-- Input for this task start --

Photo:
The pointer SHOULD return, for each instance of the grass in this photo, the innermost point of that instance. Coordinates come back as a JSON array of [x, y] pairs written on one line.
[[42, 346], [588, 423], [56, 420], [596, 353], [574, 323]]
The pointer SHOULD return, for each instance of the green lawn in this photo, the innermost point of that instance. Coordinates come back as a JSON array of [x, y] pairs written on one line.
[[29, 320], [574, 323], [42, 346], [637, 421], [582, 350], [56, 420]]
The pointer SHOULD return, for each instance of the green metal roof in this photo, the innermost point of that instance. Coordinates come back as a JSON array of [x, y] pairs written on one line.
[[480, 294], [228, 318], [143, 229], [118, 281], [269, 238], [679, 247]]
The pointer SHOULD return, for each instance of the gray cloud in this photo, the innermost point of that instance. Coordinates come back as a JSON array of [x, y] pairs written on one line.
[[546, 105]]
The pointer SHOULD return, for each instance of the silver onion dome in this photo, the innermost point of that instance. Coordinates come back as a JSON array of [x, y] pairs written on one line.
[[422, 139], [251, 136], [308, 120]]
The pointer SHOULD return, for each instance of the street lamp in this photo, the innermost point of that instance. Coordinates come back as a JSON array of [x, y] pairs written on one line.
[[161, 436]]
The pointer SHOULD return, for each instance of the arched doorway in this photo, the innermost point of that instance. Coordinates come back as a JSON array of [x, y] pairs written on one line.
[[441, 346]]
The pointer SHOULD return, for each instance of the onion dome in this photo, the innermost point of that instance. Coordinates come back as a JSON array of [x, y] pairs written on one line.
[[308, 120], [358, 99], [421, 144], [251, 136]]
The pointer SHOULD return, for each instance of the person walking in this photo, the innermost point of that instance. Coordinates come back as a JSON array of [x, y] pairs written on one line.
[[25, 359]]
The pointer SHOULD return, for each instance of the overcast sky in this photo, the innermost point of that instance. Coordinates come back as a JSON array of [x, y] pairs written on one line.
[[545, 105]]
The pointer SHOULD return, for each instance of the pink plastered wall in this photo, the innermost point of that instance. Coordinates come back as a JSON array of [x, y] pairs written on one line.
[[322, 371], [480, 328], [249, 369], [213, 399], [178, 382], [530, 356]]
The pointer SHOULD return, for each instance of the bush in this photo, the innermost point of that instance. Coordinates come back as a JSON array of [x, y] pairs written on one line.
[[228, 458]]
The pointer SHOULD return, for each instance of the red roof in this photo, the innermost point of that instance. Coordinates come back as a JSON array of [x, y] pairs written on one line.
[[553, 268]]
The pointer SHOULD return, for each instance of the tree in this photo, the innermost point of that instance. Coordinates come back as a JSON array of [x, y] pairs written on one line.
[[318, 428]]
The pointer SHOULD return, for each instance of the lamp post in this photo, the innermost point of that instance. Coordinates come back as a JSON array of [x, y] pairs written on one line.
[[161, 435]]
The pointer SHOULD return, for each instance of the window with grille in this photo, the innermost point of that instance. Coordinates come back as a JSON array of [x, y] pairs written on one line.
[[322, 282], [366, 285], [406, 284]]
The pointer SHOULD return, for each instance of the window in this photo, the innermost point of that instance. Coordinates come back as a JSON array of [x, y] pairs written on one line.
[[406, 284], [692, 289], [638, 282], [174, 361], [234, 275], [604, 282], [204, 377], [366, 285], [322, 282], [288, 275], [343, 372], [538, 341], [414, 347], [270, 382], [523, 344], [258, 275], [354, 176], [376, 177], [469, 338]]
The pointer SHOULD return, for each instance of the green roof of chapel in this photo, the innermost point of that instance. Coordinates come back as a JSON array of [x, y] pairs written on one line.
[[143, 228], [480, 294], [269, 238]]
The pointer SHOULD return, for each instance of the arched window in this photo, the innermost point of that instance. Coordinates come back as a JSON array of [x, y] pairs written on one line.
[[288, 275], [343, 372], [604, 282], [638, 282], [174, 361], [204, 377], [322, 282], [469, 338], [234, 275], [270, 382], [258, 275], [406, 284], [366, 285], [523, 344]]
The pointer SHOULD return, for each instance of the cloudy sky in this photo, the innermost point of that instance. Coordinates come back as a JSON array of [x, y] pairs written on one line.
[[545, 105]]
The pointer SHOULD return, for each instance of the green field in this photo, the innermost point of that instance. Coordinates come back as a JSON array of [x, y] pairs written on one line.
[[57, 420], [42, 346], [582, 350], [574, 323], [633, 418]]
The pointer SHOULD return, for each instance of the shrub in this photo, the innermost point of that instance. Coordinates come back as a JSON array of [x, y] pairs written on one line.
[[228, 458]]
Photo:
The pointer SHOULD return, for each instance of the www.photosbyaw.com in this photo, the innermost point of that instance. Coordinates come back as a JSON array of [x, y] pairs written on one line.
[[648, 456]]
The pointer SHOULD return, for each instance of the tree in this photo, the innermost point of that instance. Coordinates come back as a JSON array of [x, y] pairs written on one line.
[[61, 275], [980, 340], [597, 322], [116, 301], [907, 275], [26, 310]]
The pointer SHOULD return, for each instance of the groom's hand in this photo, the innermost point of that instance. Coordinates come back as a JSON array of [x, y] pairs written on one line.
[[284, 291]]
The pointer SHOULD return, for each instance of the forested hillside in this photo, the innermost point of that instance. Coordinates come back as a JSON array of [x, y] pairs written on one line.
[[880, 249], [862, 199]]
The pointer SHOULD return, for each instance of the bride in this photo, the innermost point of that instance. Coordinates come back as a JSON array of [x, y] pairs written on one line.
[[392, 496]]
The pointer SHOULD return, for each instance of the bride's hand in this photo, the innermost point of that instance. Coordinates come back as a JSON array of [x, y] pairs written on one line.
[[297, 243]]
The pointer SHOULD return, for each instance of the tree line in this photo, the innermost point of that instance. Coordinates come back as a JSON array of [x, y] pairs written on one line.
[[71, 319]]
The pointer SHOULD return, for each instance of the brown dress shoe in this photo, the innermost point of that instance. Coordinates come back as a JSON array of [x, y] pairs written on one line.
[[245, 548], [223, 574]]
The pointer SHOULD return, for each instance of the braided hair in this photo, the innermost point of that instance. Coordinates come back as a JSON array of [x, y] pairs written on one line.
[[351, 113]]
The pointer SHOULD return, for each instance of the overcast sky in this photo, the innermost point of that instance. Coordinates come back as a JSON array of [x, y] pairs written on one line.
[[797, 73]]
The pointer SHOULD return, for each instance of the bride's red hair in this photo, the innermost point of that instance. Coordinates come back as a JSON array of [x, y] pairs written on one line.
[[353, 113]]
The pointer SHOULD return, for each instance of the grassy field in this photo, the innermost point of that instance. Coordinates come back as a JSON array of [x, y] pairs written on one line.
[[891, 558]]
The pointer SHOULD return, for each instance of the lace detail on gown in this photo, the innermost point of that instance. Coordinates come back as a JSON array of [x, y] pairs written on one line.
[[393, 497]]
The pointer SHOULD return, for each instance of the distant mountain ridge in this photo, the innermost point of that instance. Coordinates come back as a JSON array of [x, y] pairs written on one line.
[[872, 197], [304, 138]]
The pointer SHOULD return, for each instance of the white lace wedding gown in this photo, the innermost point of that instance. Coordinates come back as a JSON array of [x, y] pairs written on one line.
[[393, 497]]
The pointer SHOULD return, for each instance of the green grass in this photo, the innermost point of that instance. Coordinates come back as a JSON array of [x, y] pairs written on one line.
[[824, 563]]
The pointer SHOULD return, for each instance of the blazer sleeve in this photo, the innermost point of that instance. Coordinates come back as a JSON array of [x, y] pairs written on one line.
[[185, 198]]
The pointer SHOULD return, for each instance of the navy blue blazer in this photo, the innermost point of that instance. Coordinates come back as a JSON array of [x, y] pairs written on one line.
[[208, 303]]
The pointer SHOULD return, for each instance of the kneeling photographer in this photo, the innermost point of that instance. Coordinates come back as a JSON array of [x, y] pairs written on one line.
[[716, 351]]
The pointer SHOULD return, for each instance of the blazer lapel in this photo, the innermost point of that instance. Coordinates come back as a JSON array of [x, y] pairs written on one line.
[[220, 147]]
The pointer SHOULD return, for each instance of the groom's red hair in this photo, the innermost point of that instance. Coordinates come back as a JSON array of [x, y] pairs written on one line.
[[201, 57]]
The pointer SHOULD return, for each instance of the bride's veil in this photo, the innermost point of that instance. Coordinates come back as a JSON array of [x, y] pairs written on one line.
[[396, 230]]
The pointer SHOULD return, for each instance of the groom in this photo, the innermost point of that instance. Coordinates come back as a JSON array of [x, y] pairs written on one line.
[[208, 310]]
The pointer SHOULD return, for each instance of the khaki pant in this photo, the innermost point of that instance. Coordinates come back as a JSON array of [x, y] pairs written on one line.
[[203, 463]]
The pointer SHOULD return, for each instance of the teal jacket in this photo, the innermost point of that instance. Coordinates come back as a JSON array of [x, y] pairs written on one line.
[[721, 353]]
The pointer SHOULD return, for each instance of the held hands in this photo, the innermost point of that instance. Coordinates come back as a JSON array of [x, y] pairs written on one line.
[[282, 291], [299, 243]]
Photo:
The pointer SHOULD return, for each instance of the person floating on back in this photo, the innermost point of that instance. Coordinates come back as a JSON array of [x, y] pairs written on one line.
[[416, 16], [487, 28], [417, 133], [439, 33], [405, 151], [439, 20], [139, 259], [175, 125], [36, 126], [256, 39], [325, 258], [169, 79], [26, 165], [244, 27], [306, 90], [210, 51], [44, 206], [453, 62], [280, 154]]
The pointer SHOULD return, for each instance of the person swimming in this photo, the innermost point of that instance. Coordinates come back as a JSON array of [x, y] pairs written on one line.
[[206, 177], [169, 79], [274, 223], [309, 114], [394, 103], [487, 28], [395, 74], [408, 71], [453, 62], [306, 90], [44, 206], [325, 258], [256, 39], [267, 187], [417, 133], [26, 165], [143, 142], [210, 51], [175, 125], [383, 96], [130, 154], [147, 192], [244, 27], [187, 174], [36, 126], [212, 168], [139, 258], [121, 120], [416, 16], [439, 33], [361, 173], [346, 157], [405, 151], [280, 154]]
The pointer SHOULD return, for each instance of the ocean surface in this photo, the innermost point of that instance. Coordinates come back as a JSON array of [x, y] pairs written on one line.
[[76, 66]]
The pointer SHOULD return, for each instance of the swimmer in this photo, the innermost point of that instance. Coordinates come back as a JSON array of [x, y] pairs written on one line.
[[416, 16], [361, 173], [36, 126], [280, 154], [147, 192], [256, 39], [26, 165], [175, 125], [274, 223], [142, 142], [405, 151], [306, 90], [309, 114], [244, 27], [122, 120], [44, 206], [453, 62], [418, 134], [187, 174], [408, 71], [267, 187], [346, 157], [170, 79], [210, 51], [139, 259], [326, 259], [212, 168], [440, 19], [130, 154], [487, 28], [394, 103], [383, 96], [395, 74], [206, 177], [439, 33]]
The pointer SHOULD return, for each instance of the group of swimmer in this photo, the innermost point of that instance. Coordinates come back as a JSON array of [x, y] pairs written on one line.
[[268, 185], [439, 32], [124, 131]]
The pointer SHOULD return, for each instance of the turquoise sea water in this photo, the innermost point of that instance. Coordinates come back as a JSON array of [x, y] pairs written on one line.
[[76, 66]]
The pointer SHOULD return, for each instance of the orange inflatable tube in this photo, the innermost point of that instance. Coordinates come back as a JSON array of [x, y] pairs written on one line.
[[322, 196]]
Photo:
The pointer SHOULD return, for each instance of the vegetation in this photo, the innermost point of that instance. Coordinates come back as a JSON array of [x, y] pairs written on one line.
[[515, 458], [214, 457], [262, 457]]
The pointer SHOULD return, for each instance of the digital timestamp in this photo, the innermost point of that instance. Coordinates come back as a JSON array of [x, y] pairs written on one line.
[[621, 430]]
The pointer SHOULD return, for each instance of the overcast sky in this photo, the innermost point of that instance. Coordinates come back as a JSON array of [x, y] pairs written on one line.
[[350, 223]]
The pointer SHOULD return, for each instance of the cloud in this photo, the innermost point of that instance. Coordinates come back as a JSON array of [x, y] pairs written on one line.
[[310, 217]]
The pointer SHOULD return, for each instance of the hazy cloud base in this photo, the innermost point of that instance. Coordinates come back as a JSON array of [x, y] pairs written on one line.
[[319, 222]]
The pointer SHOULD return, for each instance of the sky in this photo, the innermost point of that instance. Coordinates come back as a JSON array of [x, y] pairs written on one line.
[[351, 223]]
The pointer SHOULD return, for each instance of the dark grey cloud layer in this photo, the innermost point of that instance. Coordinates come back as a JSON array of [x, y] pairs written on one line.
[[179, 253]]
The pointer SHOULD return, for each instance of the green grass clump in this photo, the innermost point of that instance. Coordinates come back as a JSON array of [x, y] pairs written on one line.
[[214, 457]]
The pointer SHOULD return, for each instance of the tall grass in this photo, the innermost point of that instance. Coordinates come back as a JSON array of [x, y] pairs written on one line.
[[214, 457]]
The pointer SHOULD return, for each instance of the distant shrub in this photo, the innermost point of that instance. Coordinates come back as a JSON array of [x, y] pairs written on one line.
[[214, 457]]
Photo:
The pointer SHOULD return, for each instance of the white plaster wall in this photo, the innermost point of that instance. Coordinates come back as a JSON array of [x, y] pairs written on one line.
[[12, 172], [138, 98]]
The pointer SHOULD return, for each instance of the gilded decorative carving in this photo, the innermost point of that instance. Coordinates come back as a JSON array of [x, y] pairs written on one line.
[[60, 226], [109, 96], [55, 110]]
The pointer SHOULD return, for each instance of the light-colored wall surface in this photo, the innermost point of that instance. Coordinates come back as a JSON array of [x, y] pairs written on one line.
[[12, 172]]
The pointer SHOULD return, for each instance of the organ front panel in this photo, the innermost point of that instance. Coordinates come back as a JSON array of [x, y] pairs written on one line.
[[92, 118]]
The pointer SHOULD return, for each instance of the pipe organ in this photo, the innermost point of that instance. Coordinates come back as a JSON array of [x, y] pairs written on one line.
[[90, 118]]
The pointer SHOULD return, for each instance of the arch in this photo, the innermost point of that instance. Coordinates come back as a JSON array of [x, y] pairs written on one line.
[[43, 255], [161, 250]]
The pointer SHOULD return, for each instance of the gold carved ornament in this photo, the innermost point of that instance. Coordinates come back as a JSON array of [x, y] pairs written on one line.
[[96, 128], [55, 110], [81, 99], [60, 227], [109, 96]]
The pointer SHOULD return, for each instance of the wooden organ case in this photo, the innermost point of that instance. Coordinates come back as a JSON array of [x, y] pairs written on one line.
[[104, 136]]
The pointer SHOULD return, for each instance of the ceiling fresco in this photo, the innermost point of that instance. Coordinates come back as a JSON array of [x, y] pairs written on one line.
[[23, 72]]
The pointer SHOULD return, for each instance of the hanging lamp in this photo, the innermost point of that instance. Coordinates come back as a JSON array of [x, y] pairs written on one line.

-- Input for this task end --

Convert the lines above, from the line with "The pointer SHOULD return, for each instance of the kneeling" to the line with "[[208, 310]]", into a JSON list of strings with one string per line and no blank lines.

* _Exercise solution_
[
  "The pointer SHOULD return, for each instance of the kneeling photographer in this photo, the innermost point of that instance. Coordinates come back as a JSON array of [x, y] pairs written on one line.",
  "[[716, 351]]",
  "The pointer SHOULD return, for each instance of the blazer lapel in this photo, the innermost point of that instance. Coordinates come back as a JSON array of [x, y] pairs written on one line.",
  "[[220, 147]]",
  "The pointer SHOULD return, for each instance of the groom's red hair in this photo, the innermost point of that instance. Coordinates come back as a JSON array of [x, y] pairs written on one line.",
  "[[201, 57]]",
  "The pointer SHOULD return, for each instance of the bride's veil in this photo, the innermost point of that instance. Coordinates come back as a JSON array of [x, y] pairs written on one line.",
  "[[396, 230]]",
  "The pointer SHOULD return, for each instance of the groom in this photo, the innermost point of that instance. Coordinates come back as a JSON array of [x, y] pairs written on one line.",
  "[[208, 310]]"
]